Condense the paragraph that begins "A few months before the wedding" in the account below of playing trumpet at a former student's wedding, keeping its main facts.
BEGIN Document segment
----- The story could end here and be a triumph, but for my indulgence I must continue. She went on to college after high school, playing in bands everywhere she attended. I believe she enjoyed herself most when she played her instrument. We often played alongside each other at the church we attended as well. At one point, during the summer, she and I were invited to play at one of her classmate’s weddings. We hadn’t seen each other in several years. It was a fun reunion.
---- Several years later I was playing at another wedding. Following the service, her mother came toward me all excited and told me she was getting married in exactly one year. “She wants you to play at her wedding. Trouble is, it’s in Colorado.”
----- In my excitement I didn’t really think before speaking. “Wow! That would be great. Maybe I can make a family vacation out of it.” Her mother’s face lit up, and in that moment I knew I had messed up. I didn’t really think at the time I could make it happen, why did I get her hopes up?
----- A few months before the wedding I had not heard anything at all. Part of me was disappointed, the other elated that I would not have to find a way out of the situation. I was relieved that I wouldn’t have to let them down. Then I received the call from her mother. I told her that I would maybe be able to come to the wedding myself if they helped me get there, but the family thing was probably out of the question. We had planned a trip to Arkansas and just couldn’t afford another. As we began making plans for them to fly me there for the wedding it just didn’t feel right to me. I guess that feeling was contagious, because my family willingly and joyfully, in fact with great anticipation, volunteered to forego the long planned trip to Arkansas and accompany me to the wedding.
----- What followed was one of the most delightful weekends I have ever spent. I was warned that the wedding was not going to be traditional by any stretch. It would be held outdoors, atop a mountain overlooking Crested Butte, the place the couple had met. And one other matter; the bride and groom would be on horseback. When she had traded her horse for her trumpet all those years before, she had not traded her passion, and sometimes we do get to have our cake and eat it too.
----- I didn’t realize how close I had come to failure of the highest order until someone called me over to join in a conversation with the maid of honor at the rehearsal dinner. “You’re going to want to hear this.”
----- It seems as though the dorm girls in college had a little game they loved to play when they took road trips. They would take turns driving. The driver would list all the things they wanted at their dream wedding. It was the job of the person riding “shotgun” to take dictation, forming an ever-changing wish list, a verbal hope chest of dreams. But it seems as though the fun would stop when my trumpet soloist took the steering wheel. “She wouldn’t play. All she would say is, ‘I want my high school band director to play trumpet at my wedding. The rest doesn’t matter’.” At hearing that story I had to hold back tears. How close I had come to choosing my own comfort zone, relaxing on a lazy hot summer day while miles away my trumpet soloist’s wedding took place without me.
----- So the story continues. She and her husband live in Colorado, on a ranch, surrounded by horses. He works with the horses. She works in town. She develops programs for troubled youths so that they may find their passion, their voice, their crowded stadium on a breezy Friday night.
END Document segment
BEGIN Provided information
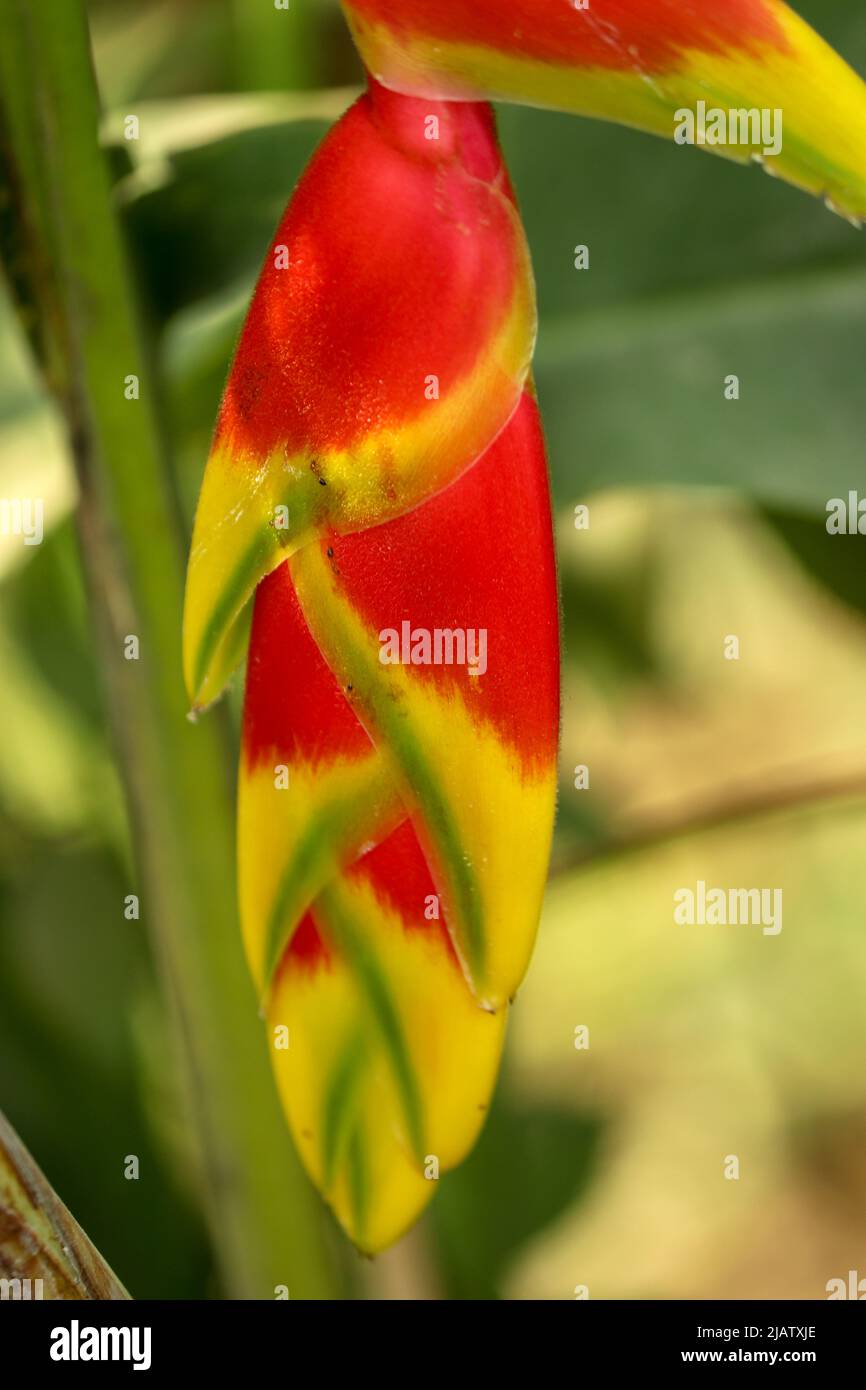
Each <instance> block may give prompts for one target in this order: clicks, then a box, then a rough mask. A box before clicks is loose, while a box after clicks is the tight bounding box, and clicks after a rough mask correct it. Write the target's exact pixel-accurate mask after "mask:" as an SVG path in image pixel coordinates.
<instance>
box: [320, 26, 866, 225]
mask: <svg viewBox="0 0 866 1390" xmlns="http://www.w3.org/2000/svg"><path fill="white" fill-rule="evenodd" d="M342 4H343V10H345V13H346V17H348V19H349V24H350V26H352V32H353V35H354V39H356V43H357V46H359V49H360V51H361V56H363V58H364V63H366V64H367V67H368V70H370V71H371V72H373V74H374V76H375V78H377V79H378V81H379V82H382V83H385V85H386V86H389V88H393V89H395V90H398V92H405V93H409V95H413V96H425V97H435V99H439V100H443V99H450V100H455V99H467V97H471V99H474V100H478V99H480V97H502V99H505V100H512V101H525V103H530V104H534V106H546V107H553V108H557V110H564V111H575V113H580V114H582V115H595V117H603V118H606V120H612V121H619V122H623V124H627V125H634V126H638V128H639V129H644V131H652V132H655V133H657V135H663V136H674V135H676V133H677V131H680V132H687V125H685V124H680V121H678V118H677V113H680V111H689V113H691V114H692V117H694V118H695V121H694V122H692V129H694V128H695V124H696V129H695V135H696V143H705V145H706V147H708V149H710V150H712V152H713V153H716V154H724V156H727V157H730V158H734V160H742V161H745V160H749V158H759V160H760V161H762V163H765V164H766V168H767V171H769V172H771V174H777V175H778V177H780V178H784V179H788V181H790V182H791V183H796V185H798V186H801V188H803V189H808V190H809V192H812V193H819V195H823V196H824V197H827V200H828V202H830V203H831V206H833V207H834V208H835V210H838V211H841V213H844V214H847V215H848V217H852V218H855V220H856V218H863V217H866V88H865V86H863V83H862V81H860V79H859V78H858V76H856V74H855V72H852V70H851V68H849V67H848V65H847V64H845V63H844V61H842V60H841V58H840V57H838V56H837V54H835V53H834V51H833V49H831V47H828V44H827V43H824V42H823V39H820V38H819V36H817V35H816V33H815V32H813V31H812V29H810V28H809V25H808V24H805V21H803V19H801V18H799V15H796V14H794V11H792V10H790V8H788V6H785V4H783V3H781V0H689V3H687V0H507V3H503V0H342ZM777 111H778V113H780V118H778V122H777V126H776V129H774V131H773V129H771V128H770V129H767V128H766V126H765V129H763V131H762V129H760V125H762V121H760V115H762V113H767V115H769V117H773V114H774V113H777ZM733 113H734V114H735V115H734V120H735V122H737V124H735V129H737V131H738V132H740V139H737V140H731V139H730V136H731V126H730V124H728V126H727V132H726V136H727V138H724V139H720V138H719V136H721V133H723V131H721V126H720V125H719V124H717V121H719V120H720V115H719V114H723V115H724V118H726V121H727V120H730V117H731V114H733ZM746 113H753V115H752V117H751V118H749V120H748V121H745V120H742V118H744V117H745V115H746ZM702 125H703V126H705V129H706V139H702V138H701V128H702ZM746 132H748V135H746ZM777 136H778V145H780V147H778V149H777V147H776V145H777Z"/></svg>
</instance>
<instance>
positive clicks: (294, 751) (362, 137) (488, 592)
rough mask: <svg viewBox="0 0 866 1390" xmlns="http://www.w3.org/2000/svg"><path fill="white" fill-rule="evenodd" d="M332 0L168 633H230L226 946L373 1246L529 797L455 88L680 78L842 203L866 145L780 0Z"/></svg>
mask: <svg viewBox="0 0 866 1390" xmlns="http://www.w3.org/2000/svg"><path fill="white" fill-rule="evenodd" d="M345 8H346V11H348V14H349V19H350V24H352V26H353V32H354V35H356V38H357V42H359V46H360V49H361V53H363V56H364V58H366V61H367V64H368V67H370V70H371V71H373V72H374V74H375V76H373V78H370V81H368V90H367V93H366V95H364V96H363V97H361V99H360V100H359V101H357V103H356V104H354V106H353V107H352V108H350V111H349V113H348V114H346V115H345V117H343V118H342V121H339V124H338V125H336V126H335V128H334V131H332V132H331V135H329V136H328V138H327V139H325V142H324V143H322V146H321V147H320V150H318V153H317V154H316V157H314V158H313V161H311V164H310V167H309V170H307V172H306V175H304V177H303V179H302V182H300V183H299V188H297V190H296V192H295V196H293V197H292V200H291V203H289V206H288V210H286V213H285V215H284V218H282V221H281V224H279V228H278V231H277V235H275V238H274V242H272V245H271V249H270V252H268V256H267V260H265V265H264V270H263V272H261V277H260V279H259V285H257V288H256V293H254V297H253V302H252V306H250V310H249V316H247V320H246V324H245V328H243V332H242V336H240V341H239V345H238V350H236V354H235V361H234V366H232V370H231V375H229V379H228V385H227V389H225V395H224V400H222V406H221V410H220V418H218V423H217V430H215V436H214V445H213V450H211V456H210V459H209V463H207V470H206V475H204V482H203V486H202V496H200V502H199V509H197V514H196V525H195V535H193V545H192V552H190V560H189V574H188V587H186V612H185V634H183V646H185V671H186V681H188V688H189V694H190V699H192V702H193V708H196V709H197V708H202V706H203V705H206V703H209V702H210V701H211V699H214V698H215V696H217V695H218V694H220V691H221V689H222V687H224V684H225V681H227V680H228V677H229V674H231V671H232V669H234V667H235V666H236V664H238V663H239V662H240V659H242V656H243V649H245V644H246V639H247V634H249V660H247V678H246V698H245V709H243V735H242V755H240V778H239V815H238V842H239V894H240V917H242V929H243V941H245V948H246V955H247V960H249V966H250V970H252V974H253V979H254V983H256V988H257V991H259V997H260V999H261V1008H263V1013H264V1016H265V1019H267V1024H268V1030H270V1038H271V1048H270V1051H271V1059H272V1065H274V1070H275V1077H277V1084H278V1090H279V1094H281V1098H282V1102H284V1108H285V1113H286V1118H288V1122H289V1125H291V1129H292V1133H293V1136H295V1140H296V1144H297V1148H299V1152H300V1154H302V1158H303V1161H304V1163H306V1166H307V1170H309V1173H310V1176H311V1177H313V1180H314V1183H316V1184H317V1187H318V1188H320V1190H321V1191H322V1194H324V1195H325V1198H327V1201H328V1202H329V1204H331V1207H332V1208H334V1211H335V1213H336V1216H338V1219H339V1222H341V1223H342V1225H343V1227H345V1230H346V1232H348V1233H349V1236H350V1237H352V1238H353V1240H354V1243H356V1244H357V1245H359V1247H360V1248H361V1250H364V1251H370V1252H374V1251H377V1250H381V1248H382V1247H385V1245H386V1244H389V1243H391V1241H393V1240H395V1238H396V1237H398V1236H399V1234H400V1233H402V1232H403V1230H406V1227H407V1226H409V1225H410V1223H411V1222H413V1220H414V1219H416V1216H417V1215H418V1213H420V1211H421V1209H423V1208H424V1205H425V1202H427V1201H428V1200H430V1198H431V1197H432V1194H434V1191H435V1187H436V1179H438V1176H439V1172H445V1170H448V1169H449V1168H452V1166H453V1165H455V1163H457V1162H460V1159H461V1158H463V1156H464V1155H466V1152H467V1151H468V1150H470V1148H471V1145H473V1143H474V1140H475V1137H477V1133H478V1129H480V1125H481V1123H482V1119H484V1113H485V1111H487V1108H488V1105H489V1101H491V1094H492V1090H493V1084H495V1079H496V1072H498V1065H499V1055H500V1049H502V1042H503V1030H505V1017H506V1012H507V1005H509V1001H510V999H512V998H513V995H514V991H516V990H517V987H518V984H520V981H521V979H523V974H524V972H525V969H527V965H528V960H530V955H531V949H532V941H534V935H535V931H537V924H538V916H539V908H541V898H542V892H544V884H545V876H546V866H548V858H549V848H550V837H552V827H553V813H555V799H556V777H555V762H556V741H557V726H559V642H557V599H556V573H555V559H553V543H552V525H550V503H549V493H548V477H546V464H545V450H544V441H542V431H541V423H539V417H538V407H537V404H535V399H534V393H532V385H531V378H530V366H531V356H532V347H534V338H535V302H534V289H532V277H531V267H530V261H528V252H527V246H525V240H524V234H523V229H521V222H520V217H518V214H517V210H516V206H514V197H513V192H512V188H510V183H509V178H507V172H506V170H505V167H503V163H502V156H500V152H499V146H498V142H496V133H495V126H493V118H492V113H491V110H489V107H488V106H485V104H480V103H478V101H477V100H475V97H478V96H481V95H500V96H509V97H514V99H520V100H530V101H532V100H534V101H539V103H542V104H553V106H564V107H566V108H569V110H578V111H588V113H592V114H599V115H606V117H610V118H614V120H621V121H626V122H631V124H635V125H642V126H645V128H648V129H655V131H659V132H662V133H673V125H671V122H673V120H674V114H676V110H677V108H678V107H680V106H688V104H689V103H691V101H694V100H696V99H701V100H703V101H706V103H710V101H719V103H720V104H721V106H726V107H730V106H731V104H733V103H734V101H735V103H737V104H740V103H741V101H742V100H746V101H749V104H753V103H759V104H760V106H778V107H784V118H785V122H787V124H785V132H784V149H783V150H781V152H780V153H778V154H777V156H774V157H773V160H774V165H773V167H774V168H776V171H777V172H780V174H783V175H784V177H787V178H791V179H792V181H794V182H799V183H802V185H803V186H805V188H810V189H815V190H816V192H824V193H826V195H827V196H828V197H830V199H833V200H834V202H835V204H837V206H838V207H840V208H842V210H845V211H848V213H851V214H856V213H860V211H863V208H865V207H866V199H865V196H863V189H865V182H863V178H862V170H863V149H865V147H866V142H863V110H865V104H863V88H862V86H860V83H859V81H858V79H856V78H855V76H853V74H851V72H849V70H848V68H847V67H845V65H844V63H842V61H841V60H840V58H837V57H835V56H834V54H833V53H831V51H830V50H828V49H827V47H826V46H824V44H822V42H820V40H819V39H816V38H815V36H813V35H812V33H810V31H809V29H808V28H806V26H805V25H803V24H802V22H801V21H799V19H796V18H795V17H794V15H792V14H791V11H788V10H787V8H785V7H784V6H781V4H778V3H777V0H726V3H723V0H705V3H702V4H701V6H698V4H691V3H688V4H687V3H674V0H653V3H652V4H651V3H649V0H620V3H614V0H592V3H591V4H588V6H582V4H571V3H570V0H510V3H509V4H502V3H500V0H460V3H459V0H346V4H345ZM377 76H378V78H379V79H381V81H377V79H375V78H377ZM392 89H393V90H392ZM746 114H748V113H746ZM717 149H719V153H728V154H734V157H737V156H742V154H744V153H745V154H748V153H756V152H755V150H753V149H749V147H748V146H746V147H745V150H744V147H740V150H737V149H731V147H724V146H721V147H717ZM250 617H252V630H249V628H247V621H249V619H250Z"/></svg>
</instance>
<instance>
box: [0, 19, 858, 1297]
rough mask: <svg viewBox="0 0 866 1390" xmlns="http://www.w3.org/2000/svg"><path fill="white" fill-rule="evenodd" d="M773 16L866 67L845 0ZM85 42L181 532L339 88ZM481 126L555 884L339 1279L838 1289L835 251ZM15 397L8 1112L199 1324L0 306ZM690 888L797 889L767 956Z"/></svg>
mask: <svg viewBox="0 0 866 1390" xmlns="http://www.w3.org/2000/svg"><path fill="white" fill-rule="evenodd" d="M799 8H801V11H802V13H803V14H805V17H806V18H808V19H810V21H812V22H813V24H815V25H816V26H817V28H819V29H820V31H822V32H823V33H824V35H826V36H827V38H828V39H830V40H831V42H833V43H834V46H835V47H838V49H840V50H841V51H842V53H844V54H845V57H847V58H848V60H849V61H852V64H853V65H855V67H858V68H859V71H860V72H866V13H865V11H863V8H862V6H860V4H859V3H858V0H822V3H820V4H819V3H817V0H809V3H805V0H803V3H801V6H799ZM90 19H92V32H93V40H95V61H96V71H97V76H99V83H100V92H101V99H103V104H104V140H106V145H107V146H108V149H110V150H111V164H113V170H114V177H115V183H114V197H115V200H117V206H118V208H120V210H121V214H122V222H124V228H125V232H126V235H128V240H129V247H131V254H132V261H133V265H135V285H136V292H138V295H139V300H140V304H142V310H143V317H145V324H146V334H147V345H149V350H150V353H152V354H153V360H154V363H156V367H157V371H158V381H160V391H161V398H160V416H161V424H163V427H164V431H165V435H167V438H168V442H170V457H171V467H172V475H174V481H175V484H177V489H178V493H179V498H181V505H182V509H183V516H185V524H186V525H188V527H189V524H190V520H192V509H193V506H195V498H196V492H197V486H199V481H200V474H202V467H203V460H204V455H206V450H207V443H209V435H210V430H211V425H213V420H214V414H215V407H217V403H218V398H220V392H221V386H222V381H224V377H225V371H227V366H228V360H229V356H231V350H232V343H234V339H235V335H236V332H238V327H239V324H240V321H242V316H243V310H245V304H246V302H247V297H249V293H250V288H252V285H253V281H254V277H256V274H257V268H259V264H260V260H261V256H263V253H264V249H265V246H267V242H268V239H270V236H271V234H272V228H274V225H275V222H277V220H278V215H279V213H281V210H282V206H284V203H285V200H286V199H288V195H289V192H291V189H292V186H293V182H295V179H296V178H297V175H299V172H300V170H302V168H303V164H304V163H306V160H307V158H309V156H310V153H311V150H313V147H314V146H316V143H317V140H318V139H320V138H321V135H322V133H324V131H325V129H327V126H328V124H329V121H331V120H332V118H334V117H335V115H336V114H339V111H342V110H343V107H345V106H346V104H348V101H349V100H350V99H352V96H353V92H354V89H356V88H357V83H359V82H360V72H359V68H357V63H356V58H354V56H353V53H352V49H350V46H349V42H348V38H346V33H345V31H343V26H342V22H341V18H339V14H338V10H336V6H335V4H332V3H325V0H296V3H293V6H292V10H291V11H289V13H288V14H284V13H277V11H274V10H272V7H271V6H268V3H267V0H261V3H254V0H145V3H126V0H101V3H96V0H93V3H92V4H90ZM131 113H133V114H136V115H138V117H139V120H140V140H138V142H128V140H124V138H122V124H124V117H125V115H126V114H131ZM500 129H502V139H503V143H505V147H506V154H507V157H509V161H510V165H512V170H513V174H514V181H516V186H517V190H518V196H520V200H521V207H523V213H524V218H525V222H527V228H528V235H530V242H531V246H532V250H534V257H535V268H537V277H538V288H539V302H541V311H542V322H541V341H539V353H538V385H539V395H541V403H542V409H544V413H545V418H546V425H548V434H549V446H550V468H552V477H553V486H555V499H556V507H557V516H559V531H560V563H562V581H563V626H564V639H566V670H564V723H563V755H562V798H560V802H562V806H560V820H559V830H557V844H556V855H555V866H553V870H555V873H553V881H552V887H550V894H549V905H548V912H546V917H545V923H544V926H542V934H541V940H539V948H538V955H537V959H535V965H534V967H532V972H531V974H530V979H528V981H527V984H525V987H524V990H523V991H521V994H520V998H518V1001H517V1004H516V1008H514V1016H513V1026H512V1034H510V1042H509V1051H507V1059H506V1069H505V1074H503V1080H502V1083H500V1087H499V1094H498V1099H496V1105H495V1108H493V1112H492V1115H491V1120H489V1125H488V1129H487V1131H485V1134H484V1137H482V1140H481V1143H480V1145H478V1150H477V1151H475V1154H474V1155H473V1156H471V1158H470V1161H468V1162H467V1163H466V1165H464V1168H463V1169H461V1170H459V1172H457V1173H456V1175H453V1176H450V1177H448V1179H446V1180H445V1181H443V1183H442V1191H441V1193H439V1195H438V1198H436V1201H435V1204H434V1207H432V1209H431V1213H430V1215H428V1216H427V1218H425V1220H424V1222H423V1225H421V1227H420V1229H418V1232H417V1233H414V1234H413V1236H410V1237H409V1238H407V1240H406V1241H405V1243H403V1244H402V1245H400V1247H398V1248H396V1250H395V1251H392V1252H391V1254H388V1255H386V1257H384V1258H381V1259H378V1261H377V1262H375V1264H373V1265H367V1264H366V1262H361V1261H359V1259H356V1258H354V1257H353V1255H352V1254H350V1252H348V1251H346V1250H345V1247H343V1244H342V1241H339V1240H336V1238H332V1234H331V1233H329V1232H327V1234H325V1244H327V1250H328V1254H329V1261H331V1266H332V1280H334V1286H335V1289H338V1290H339V1291H342V1293H345V1294H352V1295H360V1297H439V1295H442V1297H457V1298H493V1297H553V1298H567V1297H571V1291H573V1289H574V1286H575V1284H588V1286H589V1287H591V1293H592V1297H644V1295H652V1297H710V1295H719V1297H726V1295H730V1297H770V1295H773V1297H822V1295H823V1291H824V1286H826V1282H827V1280H828V1279H830V1277H835V1276H840V1275H842V1276H844V1275H845V1273H847V1270H848V1269H855V1268H859V1269H860V1272H862V1273H866V1268H865V1266H863V1261H865V1258H866V1254H865V1252H866V1201H865V1200H866V1184H865V1180H863V1172H866V1165H865V1163H863V1158H865V1155H866V1080H865V1079H863V1068H862V1058H863V1048H865V1045H866V1011H865V1008H863V1001H865V998H866V934H865V933H863V917H865V909H866V856H865V855H863V844H865V833H866V719H865V716H863V698H862V691H863V681H865V680H866V627H865V621H863V610H865V607H866V567H865V566H863V541H862V538H844V537H840V538H830V537H827V532H826V528H824V509H826V502H827V499H828V498H831V496H845V495H847V492H848V489H849V488H856V486H858V484H859V482H860V480H862V478H863V439H865V438H866V392H865V391H863V384H862V349H863V341H865V338H863V335H865V331H866V267H865V261H863V242H862V234H858V232H856V231H855V229H853V228H851V227H849V225H848V224H845V222H842V221H840V220H838V218H835V217H833V215H830V214H828V213H827V211H826V210H824V208H823V207H820V204H817V203H812V202H809V200H808V199H806V197H803V196H802V195H799V193H796V192H794V190H791V189H788V188H784V186H781V185H778V183H776V182H771V181H769V179H766V178H763V177H762V175H760V174H759V172H758V171H749V172H744V171H742V170H740V168H737V167H733V165H728V164H724V163H723V161H719V160H710V158H709V157H706V156H705V154H699V153H698V152H694V150H683V149H677V147H674V146H664V145H663V143H662V142H656V140H653V139H651V138H648V136H642V135H637V133H634V132H630V131H621V129H614V128H602V126H595V125H592V124H589V122H585V121H577V120H569V118H566V117H557V115H550V114H545V113H537V111H527V110H503V111H502V113H500ZM577 243H587V245H588V246H589V249H591V270H589V271H588V272H577V271H575V270H574V268H573V257H574V246H575V245H577ZM728 373H737V374H738V375H740V377H741V384H742V393H741V399H740V402H735V403H734V402H726V400H724V396H723V381H724V377H726V375H727V374H728ZM0 378H1V381H3V391H1V396H0V495H1V496H17V495H22V493H26V495H33V493H38V495H40V496H43V498H44V499H46V514H47V518H49V521H50V531H49V534H47V535H46V539H44V543H43V545H42V546H39V548H32V549H25V548H22V546H21V542H19V539H18V538H14V537H0V594H1V600H3V602H1V607H0V662H1V671H3V680H1V681H0V1105H1V1106H3V1108H4V1111H6V1112H7V1115H8V1116H10V1119H11V1120H13V1123H14V1125H15V1127H17V1129H18V1131H19V1133H21V1136H22V1137H24V1138H25V1140H26V1143H28V1145H29V1147H31V1150H32V1151H33V1154H35V1155H36V1158H38V1159H39V1162H40V1163H42V1166H43V1168H44V1169H46V1172H47V1175H49V1177H50V1179H51V1181H53V1183H54V1186H56V1187H57V1190H58V1191H60V1194H61V1195H63V1198H64V1201H65V1202H67V1204H68V1205H70V1208H71V1209H72V1212H74V1213H75V1215H76V1218H78V1219H79V1222H81V1223H82V1226H83V1227H85V1230H88V1233H89V1234H90V1237H92V1238H93V1241H95V1243H96V1244H97V1247H99V1248H100V1250H101V1251H103V1252H104V1254H106V1257H107V1258H108V1261H110V1262H111V1264H113V1266H114V1268H115V1269H117V1272H118V1275H120V1277H121V1279H122V1280H124V1283H125V1284H126V1287H128V1289H129V1290H131V1293H132V1294H133V1295H136V1297H163V1298H170V1297H179V1298H183V1297H218V1295H224V1294H227V1293H231V1291H232V1289H231V1277H227V1273H225V1269H224V1268H222V1269H221V1270H220V1269H218V1266H217V1261H215V1257H214V1241H213V1237H211V1236H210V1234H209V1229H207V1226H206V1222H204V1219H203V1213H202V1205H200V1197H199V1181H197V1170H196V1165H195V1161H193V1159H192V1156H190V1143H189V1118H188V1111H186V1108H185V1104H183V1099H182V1093H181V1088H179V1083H178V1080H177V1063H175V1059H174V1054H172V1051H171V1045H170V1042H168V1038H167V1027H165V1006H164V1004H163V1001H161V995H160V990H158V987H157V973H156V969H154V962H153V959H152V954H150V947H149V941H147V938H146V935H145V934H143V930H142V926H140V924H139V923H129V922H126V920H124V916H122V899H124V895H125V894H126V892H129V891H131V890H129V881H131V873H132V858H131V851H129V831H128V826H126V821H125V812H124V802H122V796H121V792H120V783H118V776H117V770H115V765H114V756H113V748H111V745H110V741H108V738H107V735H106V714H104V703H103V687H101V677H100V669H99V662H97V657H96V645H95V639H93V634H92V628H90V624H89V617H88V605H86V599H85V589H83V584H82V573H81V566H79V553H78V543H76V535H75V528H74V525H72V520H71V513H72V509H74V506H75V481H74V474H72V470H71V466H70V459H68V456H67V445H65V441H64V431H63V428H61V423H60V420H58V416H57V411H56V407H54V406H53V404H51V403H50V400H49V399H47V396H46V395H44V391H43V388H42V385H40V382H39V378H38V375H36V373H35V370H33V364H32V361H31V357H29V352H28V347H26V343H25V341H24V336H22V334H21V331H19V328H18V325H17V322H15V320H14V317H13V313H11V309H10V306H8V303H7V302H6V300H4V303H3V314H1V321H0ZM577 503H588V505H589V509H591V530H589V531H587V532H585V531H580V532H578V531H575V530H574V527H573V524H571V516H573V509H574V506H575V505H577ZM727 634H737V635H738V637H740V642H741V653H742V655H741V660H740V662H738V663H730V662H726V660H723V641H724V637H726V635H727ZM178 662H179V656H178ZM231 703H232V713H234V724H235V737H236V712H238V691H235V692H234V694H232V702H231ZM578 763H585V765H588V766H589V769H591V788H589V790H588V791H581V792H578V791H575V790H574V788H573V769H574V767H575V765H578ZM698 878H705V880H706V881H708V883H717V884H724V885H728V884H738V885H744V887H745V885H756V884H760V885H773V887H783V888H784V901H785V923H784V930H783V933H781V935H780V937H777V938H765V937H762V935H760V933H759V931H756V930H755V929H745V927H738V929H727V930H724V929H709V927H706V929H692V930H691V933H689V931H688V929H685V930H684V929H674V927H673V924H671V894H673V891H674V890H676V888H677V887H680V885H687V884H692V885H694V883H695V881H696V880H698ZM250 998H252V995H250ZM578 1024H587V1026H588V1027H589V1029H591V1038H592V1047H591V1049H589V1052H578V1051H575V1049H574V1045H573V1037H574V1029H575V1026H578ZM731 1152H735V1154H738V1155H740V1158H741V1165H742V1177H741V1181H740V1183H727V1181H724V1180H723V1176H721V1173H723V1158H724V1155H726V1154H731ZM126 1154H138V1155H139V1158H140V1166H142V1179H140V1180H139V1181H136V1183H133V1181H126V1180H125V1179H124V1163H122V1159H124V1155H126ZM303 1200H304V1201H307V1202H310V1204H317V1198H316V1197H314V1195H313V1193H311V1191H307V1190H306V1188H304V1194H303Z"/></svg>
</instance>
END Provided information
Output for this exercise = A few months before the wedding, I still hadn't heard anything and felt both disappointed and relieved that I wouldn't have to let anyone down. Then her mother called. I said I might come alone if they helped me get there, since my family had a planned trip to Arkansas and couldn't afford another. As we arranged for them to fly me out, it didn't feel right, and my family eagerly gave up the Arkansas trip to come with me to the wedding.